Collected data entries
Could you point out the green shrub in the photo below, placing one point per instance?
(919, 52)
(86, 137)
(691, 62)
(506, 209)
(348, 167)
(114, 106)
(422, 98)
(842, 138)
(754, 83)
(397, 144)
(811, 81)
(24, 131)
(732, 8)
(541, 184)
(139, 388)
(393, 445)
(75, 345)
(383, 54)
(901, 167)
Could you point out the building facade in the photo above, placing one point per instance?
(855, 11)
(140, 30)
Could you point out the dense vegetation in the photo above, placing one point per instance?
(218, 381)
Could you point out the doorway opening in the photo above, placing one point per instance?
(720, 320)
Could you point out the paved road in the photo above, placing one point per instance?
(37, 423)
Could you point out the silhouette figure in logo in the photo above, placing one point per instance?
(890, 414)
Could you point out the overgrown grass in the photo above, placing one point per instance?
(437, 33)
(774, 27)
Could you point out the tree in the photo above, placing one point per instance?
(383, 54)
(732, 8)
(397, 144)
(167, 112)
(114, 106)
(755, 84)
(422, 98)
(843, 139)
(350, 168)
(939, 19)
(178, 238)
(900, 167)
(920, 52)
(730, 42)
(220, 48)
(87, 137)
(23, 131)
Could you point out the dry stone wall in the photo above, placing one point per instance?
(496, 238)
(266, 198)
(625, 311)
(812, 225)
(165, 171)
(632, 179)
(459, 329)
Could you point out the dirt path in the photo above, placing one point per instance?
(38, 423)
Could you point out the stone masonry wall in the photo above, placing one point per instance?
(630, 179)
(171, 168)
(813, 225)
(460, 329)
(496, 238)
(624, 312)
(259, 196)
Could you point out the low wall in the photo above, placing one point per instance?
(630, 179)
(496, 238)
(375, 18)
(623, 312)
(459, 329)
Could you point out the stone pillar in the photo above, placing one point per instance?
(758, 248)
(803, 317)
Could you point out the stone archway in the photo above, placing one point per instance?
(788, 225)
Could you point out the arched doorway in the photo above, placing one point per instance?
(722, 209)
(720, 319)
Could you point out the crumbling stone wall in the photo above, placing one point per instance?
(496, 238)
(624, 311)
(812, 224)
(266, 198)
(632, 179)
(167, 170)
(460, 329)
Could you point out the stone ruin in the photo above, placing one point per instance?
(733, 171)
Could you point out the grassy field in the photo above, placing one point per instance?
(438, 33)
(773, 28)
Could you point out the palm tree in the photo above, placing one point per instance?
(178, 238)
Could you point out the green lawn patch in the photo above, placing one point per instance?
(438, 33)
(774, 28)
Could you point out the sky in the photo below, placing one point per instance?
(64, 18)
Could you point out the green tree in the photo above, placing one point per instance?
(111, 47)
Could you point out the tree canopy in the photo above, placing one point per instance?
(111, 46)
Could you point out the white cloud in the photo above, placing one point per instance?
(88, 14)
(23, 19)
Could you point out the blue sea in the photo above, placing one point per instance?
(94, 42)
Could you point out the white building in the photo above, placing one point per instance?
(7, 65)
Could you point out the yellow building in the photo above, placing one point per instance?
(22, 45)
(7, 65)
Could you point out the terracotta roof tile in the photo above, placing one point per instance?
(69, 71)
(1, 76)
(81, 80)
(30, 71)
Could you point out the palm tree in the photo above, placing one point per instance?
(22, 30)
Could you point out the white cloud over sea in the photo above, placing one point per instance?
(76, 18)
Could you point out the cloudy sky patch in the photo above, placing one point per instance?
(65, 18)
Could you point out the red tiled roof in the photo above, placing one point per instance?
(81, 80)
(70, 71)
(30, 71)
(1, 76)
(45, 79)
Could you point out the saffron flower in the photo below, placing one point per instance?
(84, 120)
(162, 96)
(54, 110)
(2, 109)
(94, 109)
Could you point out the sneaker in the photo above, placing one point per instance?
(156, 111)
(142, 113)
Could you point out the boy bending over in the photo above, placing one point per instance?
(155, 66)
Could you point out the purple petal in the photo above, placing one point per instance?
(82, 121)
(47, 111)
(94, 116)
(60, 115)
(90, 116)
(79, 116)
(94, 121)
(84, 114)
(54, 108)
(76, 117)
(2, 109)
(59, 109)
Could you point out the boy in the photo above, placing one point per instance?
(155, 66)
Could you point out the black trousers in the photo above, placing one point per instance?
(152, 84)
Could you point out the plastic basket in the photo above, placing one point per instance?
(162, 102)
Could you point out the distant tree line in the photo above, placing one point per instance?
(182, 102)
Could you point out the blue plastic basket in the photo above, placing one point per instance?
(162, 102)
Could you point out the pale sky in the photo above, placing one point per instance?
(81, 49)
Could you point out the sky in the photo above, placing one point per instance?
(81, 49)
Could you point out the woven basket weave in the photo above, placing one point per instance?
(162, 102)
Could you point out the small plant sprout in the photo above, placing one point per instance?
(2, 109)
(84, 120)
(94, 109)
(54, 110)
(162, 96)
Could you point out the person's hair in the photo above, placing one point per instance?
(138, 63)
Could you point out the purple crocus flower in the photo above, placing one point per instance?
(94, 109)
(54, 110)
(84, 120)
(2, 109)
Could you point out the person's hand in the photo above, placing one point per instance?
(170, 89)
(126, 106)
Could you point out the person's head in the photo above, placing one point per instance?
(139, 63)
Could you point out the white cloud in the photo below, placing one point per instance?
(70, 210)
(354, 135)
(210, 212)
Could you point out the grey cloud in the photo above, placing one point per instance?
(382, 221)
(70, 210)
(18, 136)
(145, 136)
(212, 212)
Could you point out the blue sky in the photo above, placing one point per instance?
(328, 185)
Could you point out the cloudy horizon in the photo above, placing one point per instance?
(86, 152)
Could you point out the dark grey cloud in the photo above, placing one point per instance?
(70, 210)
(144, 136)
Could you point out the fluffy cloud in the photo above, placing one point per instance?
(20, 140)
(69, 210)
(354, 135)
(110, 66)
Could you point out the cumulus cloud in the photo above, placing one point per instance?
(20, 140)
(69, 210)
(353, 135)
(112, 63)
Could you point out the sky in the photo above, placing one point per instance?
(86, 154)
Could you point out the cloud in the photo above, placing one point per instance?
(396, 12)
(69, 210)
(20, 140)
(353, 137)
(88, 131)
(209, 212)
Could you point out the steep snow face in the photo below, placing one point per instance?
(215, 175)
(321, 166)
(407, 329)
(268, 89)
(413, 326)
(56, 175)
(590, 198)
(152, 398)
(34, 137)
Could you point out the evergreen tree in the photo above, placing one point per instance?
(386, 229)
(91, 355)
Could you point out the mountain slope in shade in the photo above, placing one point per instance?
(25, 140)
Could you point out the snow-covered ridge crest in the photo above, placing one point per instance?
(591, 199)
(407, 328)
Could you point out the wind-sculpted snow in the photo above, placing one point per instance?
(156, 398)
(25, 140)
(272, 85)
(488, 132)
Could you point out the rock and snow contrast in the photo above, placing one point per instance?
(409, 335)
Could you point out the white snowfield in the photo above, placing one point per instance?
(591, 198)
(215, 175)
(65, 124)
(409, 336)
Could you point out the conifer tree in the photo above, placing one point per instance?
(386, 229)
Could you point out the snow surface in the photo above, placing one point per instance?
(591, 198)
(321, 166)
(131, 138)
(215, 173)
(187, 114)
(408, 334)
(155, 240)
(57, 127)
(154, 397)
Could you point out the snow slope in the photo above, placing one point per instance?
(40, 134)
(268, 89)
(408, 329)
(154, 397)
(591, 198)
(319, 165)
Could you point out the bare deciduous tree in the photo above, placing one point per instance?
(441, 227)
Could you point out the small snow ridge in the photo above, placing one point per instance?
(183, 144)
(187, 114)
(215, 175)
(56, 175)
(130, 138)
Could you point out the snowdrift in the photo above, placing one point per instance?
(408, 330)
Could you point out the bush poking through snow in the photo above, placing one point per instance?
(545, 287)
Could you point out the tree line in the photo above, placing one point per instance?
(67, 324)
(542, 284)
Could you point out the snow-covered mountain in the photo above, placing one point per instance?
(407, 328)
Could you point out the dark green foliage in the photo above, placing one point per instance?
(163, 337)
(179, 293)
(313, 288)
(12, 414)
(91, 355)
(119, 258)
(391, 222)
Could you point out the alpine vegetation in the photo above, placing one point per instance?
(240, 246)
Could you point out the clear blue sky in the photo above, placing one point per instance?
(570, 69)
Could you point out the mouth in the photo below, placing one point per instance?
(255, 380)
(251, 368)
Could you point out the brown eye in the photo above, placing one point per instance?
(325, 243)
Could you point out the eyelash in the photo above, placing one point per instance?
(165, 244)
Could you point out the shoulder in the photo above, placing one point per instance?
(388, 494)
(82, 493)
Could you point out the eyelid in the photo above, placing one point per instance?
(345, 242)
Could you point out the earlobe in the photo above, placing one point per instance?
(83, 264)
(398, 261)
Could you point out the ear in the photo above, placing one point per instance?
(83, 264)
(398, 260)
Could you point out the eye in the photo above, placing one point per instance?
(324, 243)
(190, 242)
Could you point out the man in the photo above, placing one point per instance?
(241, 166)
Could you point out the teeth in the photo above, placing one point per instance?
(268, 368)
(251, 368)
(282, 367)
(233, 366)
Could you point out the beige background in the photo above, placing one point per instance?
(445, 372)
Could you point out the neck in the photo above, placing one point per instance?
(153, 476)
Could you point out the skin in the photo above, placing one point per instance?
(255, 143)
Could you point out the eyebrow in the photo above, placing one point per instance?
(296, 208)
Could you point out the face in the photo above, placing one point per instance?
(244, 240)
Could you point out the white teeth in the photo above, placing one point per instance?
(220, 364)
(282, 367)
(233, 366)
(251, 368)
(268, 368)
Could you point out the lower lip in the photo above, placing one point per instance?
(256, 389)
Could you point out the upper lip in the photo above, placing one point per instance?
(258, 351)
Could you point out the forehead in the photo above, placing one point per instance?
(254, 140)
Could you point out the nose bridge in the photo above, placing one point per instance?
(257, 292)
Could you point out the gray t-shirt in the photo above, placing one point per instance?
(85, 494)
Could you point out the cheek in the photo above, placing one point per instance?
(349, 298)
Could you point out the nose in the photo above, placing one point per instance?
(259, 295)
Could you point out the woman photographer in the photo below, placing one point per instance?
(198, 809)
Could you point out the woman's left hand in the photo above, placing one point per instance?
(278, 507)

• _Short exercise_
Reproduce the lines from the one containing "Could you point out the teeth" to the end of the entries, keeping both ends and adding nothing.

• _Answer below_
Could you point out the teeth in the photo above, placing one point per instance?
(268, 368)
(251, 368)
(282, 367)
(233, 366)
Could you point out the beige background in the photo above, placing one point per instance?
(445, 372)
Could you point out the neck in the photo above, placing one point per instance?
(153, 476)
Could you point out the skin in the photo above, placing one point per instance?
(255, 143)
Could you point out the eyebrow in the photo above, placing one point per instance?
(296, 208)
Could you point out the face in the photo above, placing one point per instance?
(244, 240)
Could you point out the white teeth in the photo above, placing one point per instance?
(220, 364)
(282, 367)
(233, 366)
(251, 368)
(268, 368)
Could you point out the lower lip in the photo above, placing one point per instance?
(256, 389)
Could you point out the upper lip in the photo above, placing one point per instance?
(258, 351)
Could you point out the forehead in the photo above, placing one point per instance?
(254, 140)
Could you point out the nose bridge in the photo above, placing one point per instance?
(257, 292)
Could you point out the gray t-shirt in the photo above, placing one point per instance?
(85, 494)
Could you point out the cheek in the photo above, placing one point per instance?
(349, 298)
Could you point out the nose in the photo above, placing one point per instance?
(259, 295)
Could you point out the woman photographer in the photo below, placing one point per instance?
(198, 809)
Could you point out the woman's left hand in the photo above, placing one point per instance?
(278, 507)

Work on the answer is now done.